Usually original compositions, most often Forsén's, provide the takeoff for the trio's free flights, though in two earlier recordings they joined with lyrical saxophonists John Tchicai and Charles Tyler. Clearly, Brus Trio's eight years' experience in freely improvising together has brought vigor and sensitivity to MitchelI's compositions. For instance, Mr. Freddie is in a perfect, medium-up tempo for swinging – what Von Freeman has called "the Chicago tempo" – and the tense, eager, ahead-of-the-beat bass of Åkerhielm provides irresistible propulsion. Forsén's superb development of ideas in his piano solo results in a hard-edged line moving with a radical sense of drama, before Matthews, who is truly a "listening" drummer, at last breaks loose, enthusiastic assertion balanced by strong formal instincts. All of this is extension and complement to Mitchell's happy theme and wonderful alto solo. As the great bassist Wilbur Ware used to say, "Let's play this music together."
The trio's dynamic and linear sensitivity to Mitchell's ideas is the subtle feature that makes this music flow, a sensitivity that's crucial to Sing. The music's constituent elements – color, harmony, rhythm, melody – are a step removed from conventional associations, as the work evolves to Mitchell's long-toned alto sax melody.

* [DATA ROWS]:
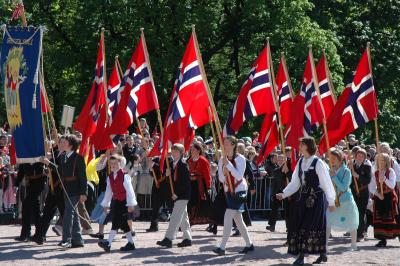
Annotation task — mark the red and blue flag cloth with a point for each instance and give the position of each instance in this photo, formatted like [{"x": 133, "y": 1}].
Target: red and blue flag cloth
[
  {"x": 189, "y": 103},
  {"x": 87, "y": 120},
  {"x": 101, "y": 140},
  {"x": 255, "y": 97},
  {"x": 355, "y": 107},
  {"x": 327, "y": 97},
  {"x": 136, "y": 95}
]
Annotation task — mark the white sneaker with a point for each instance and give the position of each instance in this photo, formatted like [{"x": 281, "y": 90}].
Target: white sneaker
[{"x": 353, "y": 248}]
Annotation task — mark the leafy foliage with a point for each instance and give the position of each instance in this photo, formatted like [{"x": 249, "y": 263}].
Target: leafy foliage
[{"x": 231, "y": 34}]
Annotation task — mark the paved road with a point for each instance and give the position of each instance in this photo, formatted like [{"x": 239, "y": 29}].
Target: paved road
[{"x": 269, "y": 250}]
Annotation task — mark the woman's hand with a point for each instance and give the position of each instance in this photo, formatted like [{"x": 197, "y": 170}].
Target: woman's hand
[{"x": 280, "y": 196}]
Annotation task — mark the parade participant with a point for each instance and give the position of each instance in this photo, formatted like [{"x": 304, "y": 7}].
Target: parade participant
[
  {"x": 345, "y": 217},
  {"x": 72, "y": 169},
  {"x": 55, "y": 198},
  {"x": 34, "y": 179},
  {"x": 362, "y": 173},
  {"x": 179, "y": 217},
  {"x": 199, "y": 205},
  {"x": 233, "y": 166},
  {"x": 307, "y": 222},
  {"x": 386, "y": 203},
  {"x": 119, "y": 189},
  {"x": 280, "y": 178},
  {"x": 160, "y": 194}
]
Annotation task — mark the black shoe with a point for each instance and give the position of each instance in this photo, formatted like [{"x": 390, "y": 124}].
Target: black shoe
[
  {"x": 128, "y": 247},
  {"x": 66, "y": 245},
  {"x": 77, "y": 245},
  {"x": 97, "y": 235},
  {"x": 381, "y": 244},
  {"x": 105, "y": 245},
  {"x": 22, "y": 238},
  {"x": 215, "y": 230},
  {"x": 219, "y": 252},
  {"x": 185, "y": 243},
  {"x": 321, "y": 258},
  {"x": 165, "y": 243},
  {"x": 299, "y": 261},
  {"x": 270, "y": 228},
  {"x": 247, "y": 249},
  {"x": 236, "y": 232}
]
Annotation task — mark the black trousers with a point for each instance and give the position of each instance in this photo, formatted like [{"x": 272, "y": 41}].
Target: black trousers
[
  {"x": 119, "y": 216},
  {"x": 54, "y": 201},
  {"x": 159, "y": 197},
  {"x": 31, "y": 207},
  {"x": 362, "y": 203}
]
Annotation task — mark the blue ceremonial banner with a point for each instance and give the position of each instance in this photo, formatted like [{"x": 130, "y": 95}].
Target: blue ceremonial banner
[{"x": 19, "y": 72}]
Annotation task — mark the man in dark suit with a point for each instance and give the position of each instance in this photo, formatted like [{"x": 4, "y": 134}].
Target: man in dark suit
[
  {"x": 72, "y": 169},
  {"x": 181, "y": 196},
  {"x": 34, "y": 183}
]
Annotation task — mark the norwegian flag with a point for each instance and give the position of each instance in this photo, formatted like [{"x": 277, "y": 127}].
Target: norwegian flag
[
  {"x": 327, "y": 96},
  {"x": 255, "y": 96},
  {"x": 19, "y": 9},
  {"x": 307, "y": 103},
  {"x": 189, "y": 103},
  {"x": 114, "y": 82},
  {"x": 101, "y": 140},
  {"x": 87, "y": 120},
  {"x": 136, "y": 94},
  {"x": 270, "y": 139},
  {"x": 355, "y": 107},
  {"x": 284, "y": 92}
]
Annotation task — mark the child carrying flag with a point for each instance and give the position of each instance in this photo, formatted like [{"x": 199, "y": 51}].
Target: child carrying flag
[{"x": 120, "y": 190}]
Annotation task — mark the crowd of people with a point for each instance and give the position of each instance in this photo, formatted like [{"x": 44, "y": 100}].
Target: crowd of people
[{"x": 352, "y": 187}]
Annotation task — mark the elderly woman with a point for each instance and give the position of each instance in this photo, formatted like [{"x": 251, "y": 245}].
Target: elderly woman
[
  {"x": 345, "y": 216},
  {"x": 385, "y": 201},
  {"x": 307, "y": 222}
]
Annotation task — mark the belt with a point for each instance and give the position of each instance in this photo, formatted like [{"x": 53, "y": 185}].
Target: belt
[
  {"x": 34, "y": 177},
  {"x": 70, "y": 178}
]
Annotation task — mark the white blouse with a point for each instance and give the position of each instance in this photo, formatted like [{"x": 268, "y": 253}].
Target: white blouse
[
  {"x": 237, "y": 172},
  {"x": 390, "y": 182},
  {"x": 325, "y": 182},
  {"x": 130, "y": 194}
]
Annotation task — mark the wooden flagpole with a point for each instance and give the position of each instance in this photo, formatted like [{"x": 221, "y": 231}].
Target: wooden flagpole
[
  {"x": 376, "y": 107},
  {"x": 213, "y": 133},
  {"x": 275, "y": 97},
  {"x": 211, "y": 100},
  {"x": 146, "y": 54},
  {"x": 316, "y": 85},
  {"x": 331, "y": 89}
]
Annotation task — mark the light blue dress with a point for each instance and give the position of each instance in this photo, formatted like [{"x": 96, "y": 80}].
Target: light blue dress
[{"x": 345, "y": 217}]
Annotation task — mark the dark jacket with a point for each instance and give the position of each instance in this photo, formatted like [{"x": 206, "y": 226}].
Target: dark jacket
[
  {"x": 33, "y": 173},
  {"x": 181, "y": 179},
  {"x": 74, "y": 166},
  {"x": 364, "y": 171}
]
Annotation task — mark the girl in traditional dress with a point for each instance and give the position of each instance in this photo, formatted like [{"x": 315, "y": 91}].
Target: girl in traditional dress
[
  {"x": 307, "y": 222},
  {"x": 233, "y": 166},
  {"x": 345, "y": 216},
  {"x": 385, "y": 201},
  {"x": 199, "y": 206}
]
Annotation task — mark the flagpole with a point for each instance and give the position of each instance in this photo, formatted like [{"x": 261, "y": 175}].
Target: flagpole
[
  {"x": 146, "y": 55},
  {"x": 376, "y": 108},
  {"x": 274, "y": 88},
  {"x": 287, "y": 74},
  {"x": 315, "y": 79},
  {"x": 211, "y": 99},
  {"x": 213, "y": 133}
]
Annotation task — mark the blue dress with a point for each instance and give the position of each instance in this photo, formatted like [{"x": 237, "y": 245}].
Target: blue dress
[{"x": 345, "y": 216}]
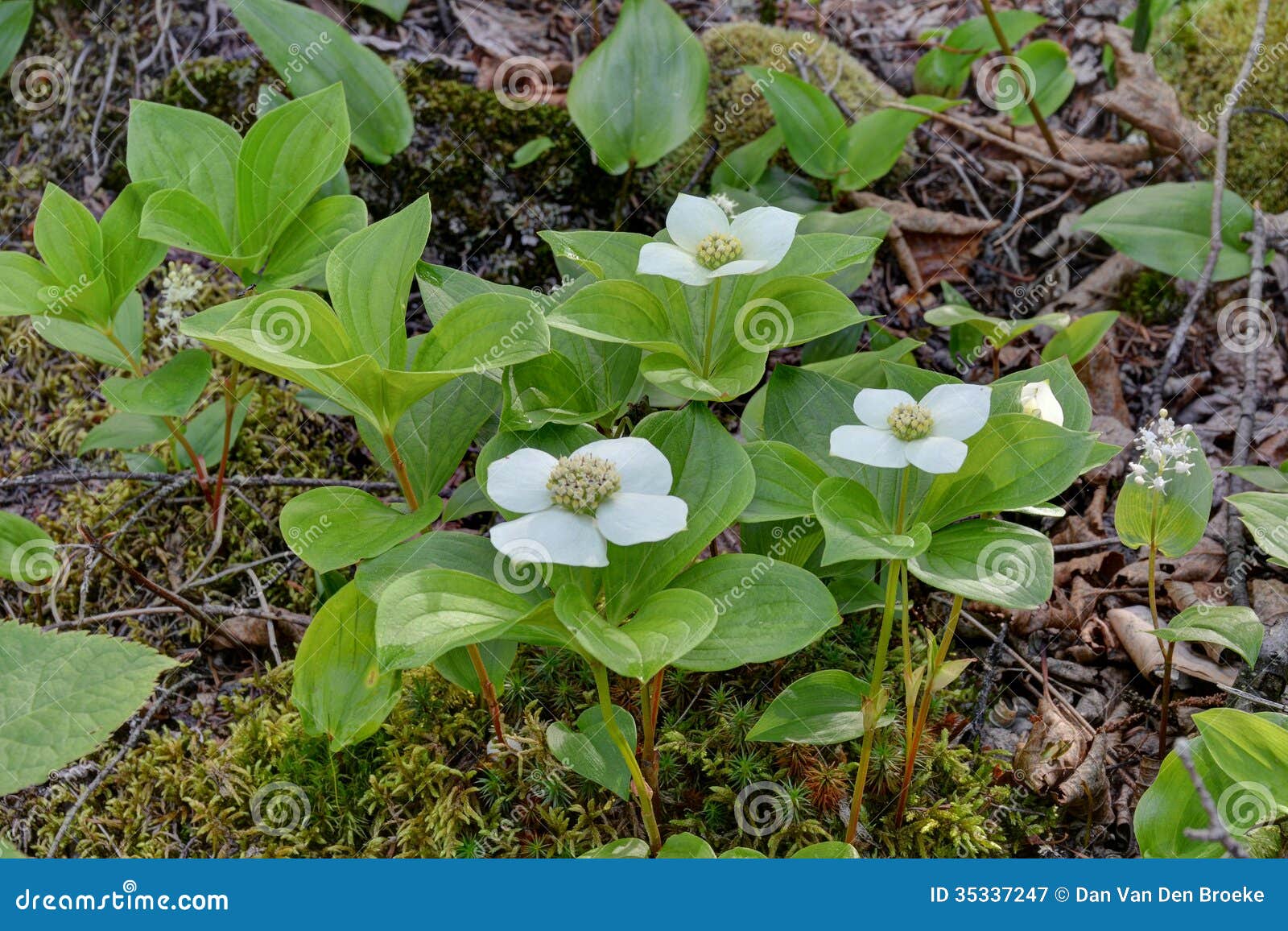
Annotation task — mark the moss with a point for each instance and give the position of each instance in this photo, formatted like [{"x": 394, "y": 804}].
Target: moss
[
  {"x": 487, "y": 214},
  {"x": 736, "y": 110},
  {"x": 1150, "y": 297},
  {"x": 1202, "y": 58}
]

* [OBJECTIVES]:
**a.** Repeat the Brus Trio review word for word, starting at "The trio's dynamic" and ending at "alto sax melody.".
**b.** Go on with the Brus Trio review from the point where it stops.

* [EXPECTED RESPONSES]:
**a.**
The trio's dynamic and linear sensitivity to Mitchell's ideas is the subtle feature that makes this music flow, a sensitivity that's crucial to Sing. The music's constituent elements – color, harmony, rhythm, melody – are a step removed from conventional associations, as the work evolves to Mitchell's long-toned alto sax melody.

**b.**
While Forsén's piano solo develops largely in rhythmic terms, to the complex, dancing accompaniment of Åkerhielm and Matthews, the composition's essential innocence is never violated. And in many ways Brus Trio's most impressive work on this disc is its freedom within the medium of free space as they interpret Mitchell's most unique works, presenting the interaction of sounds amid silence with uncommon clarity and responsiveness. The flowing quality of these performances, then, is their most pleasing feature.
Before meeting Brus Trio, Mitchell had heard them on record and knew they could meet his music's demands. The new kind of ensemble that he had brought to jazz in the 1960s, which eventually became the Art Ensemble of Chicago, thoroughly refreshed the art form by drawing on all of its resources, past, present, and future. Subsequently, he began isolating and investigating the fundamental elements of music, especially sound and its properties, and critic Larry Kart's comments on Mitchell's LRG/The Maze/S II Examples (Chief CD) could apply to much of Mitchell's 1970s works: "Harmony is nonexistent, as are melody and rhythm in the sense of variations from any norm outside the world of the piece. Instead, we hear timbre and the shape of phrases in space, with the space between each shape always clearly defined... he is discovering that when music is truly broken down into its component parts, a new order can emerge.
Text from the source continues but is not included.